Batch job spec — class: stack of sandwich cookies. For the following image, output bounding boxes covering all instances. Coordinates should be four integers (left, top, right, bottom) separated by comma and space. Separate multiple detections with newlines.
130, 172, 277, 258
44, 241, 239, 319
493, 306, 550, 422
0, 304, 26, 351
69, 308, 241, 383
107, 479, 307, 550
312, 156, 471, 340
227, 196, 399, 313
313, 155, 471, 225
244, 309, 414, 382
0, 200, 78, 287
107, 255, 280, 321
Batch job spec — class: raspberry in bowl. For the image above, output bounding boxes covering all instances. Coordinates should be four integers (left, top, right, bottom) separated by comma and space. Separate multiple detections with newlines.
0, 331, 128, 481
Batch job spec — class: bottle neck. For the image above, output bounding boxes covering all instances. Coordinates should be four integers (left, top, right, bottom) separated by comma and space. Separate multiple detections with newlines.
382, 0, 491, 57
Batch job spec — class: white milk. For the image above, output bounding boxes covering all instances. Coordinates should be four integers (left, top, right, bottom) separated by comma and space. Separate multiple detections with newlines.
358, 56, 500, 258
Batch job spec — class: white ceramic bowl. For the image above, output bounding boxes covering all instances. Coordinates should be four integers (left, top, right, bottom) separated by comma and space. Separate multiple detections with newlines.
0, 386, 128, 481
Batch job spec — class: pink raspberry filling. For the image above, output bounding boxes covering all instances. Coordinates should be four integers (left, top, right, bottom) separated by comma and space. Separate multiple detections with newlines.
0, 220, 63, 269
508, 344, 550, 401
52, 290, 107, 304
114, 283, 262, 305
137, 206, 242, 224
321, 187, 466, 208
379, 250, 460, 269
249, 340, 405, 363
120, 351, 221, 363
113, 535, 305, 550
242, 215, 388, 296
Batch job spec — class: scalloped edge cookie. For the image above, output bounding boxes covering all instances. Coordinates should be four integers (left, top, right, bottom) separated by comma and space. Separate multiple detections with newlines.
------------------------------------------------------------------------
SHORT PROBLEM ::
Can you put all of the material above into a numbered list, leaving out any blank lines?

CORRECT ANSWER ::
1. Batch job spec — class: stack of sandwich cookies. For the following image, output bounding boxes covering all instances. Coordinates should be four integers (left, top, right, bottom) separated by comma and space. Separate multiple detections with newlines.
2. 130, 172, 277, 258
3. 44, 241, 239, 319
4. 493, 306, 550, 422
5. 0, 304, 26, 351
6. 69, 308, 241, 383
7. 107, 479, 307, 550
8. 312, 156, 471, 340
9. 227, 196, 399, 313
10. 313, 155, 471, 225
11. 244, 309, 414, 382
12. 0, 200, 78, 287
13. 107, 255, 280, 321
14. Batch job spec — class: raspberry in bowl. For the image above, output bounding boxes covering all instances. Coordinates should be four integers (left, top, right, bottom) separated by comma and space. Separate multiple detections with newlines.
15. 0, 331, 128, 481
16. Batch job spec — class: bottle neck. For the image above, output bounding boxes covering all instances. Coordinates should be four integers (left, top, right, bottom) separated by comma and space. Separate multiple detections with newlines.
17. 382, 0, 491, 57
18. Batch job spec — class: white milk. For the image above, output bounding boxes covering all instances. Coordinates should be four integers (left, top, right, bottom) separated by comma and space. Separate multiple detections with newlines.
19. 358, 56, 500, 258
20. Batch job spec — class: white ceramic bowl. For the image above, output bounding boxes covering all instances. Coordinates should be four integers (left, top, right, bottom) separated by comma and space. Separate multiple detections with newlines.
21. 0, 386, 128, 481
22. Batch job spec — class: pink raspberry filling. For the image above, output bounding boxes covering all instances. Coordinates should be four integers (left, top, right, bottom) separated by comma and space. Separate multiple detections with newlines.
23. 0, 220, 63, 269
24. 508, 344, 550, 401
25. 52, 290, 107, 304
26. 114, 283, 262, 305
27. 137, 206, 242, 224
28. 321, 187, 466, 208
29. 379, 250, 460, 269
30. 249, 340, 405, 363
31. 120, 351, 221, 363
32. 113, 535, 305, 550
33. 242, 215, 388, 296
34. Batch job spec — class: scalloped edge cookie. For the image above, output bounding boxes covering all instances. Coordinates should be four integers (left, top, right, bottom) separated by comma and space. Separate multiple detections with newlines.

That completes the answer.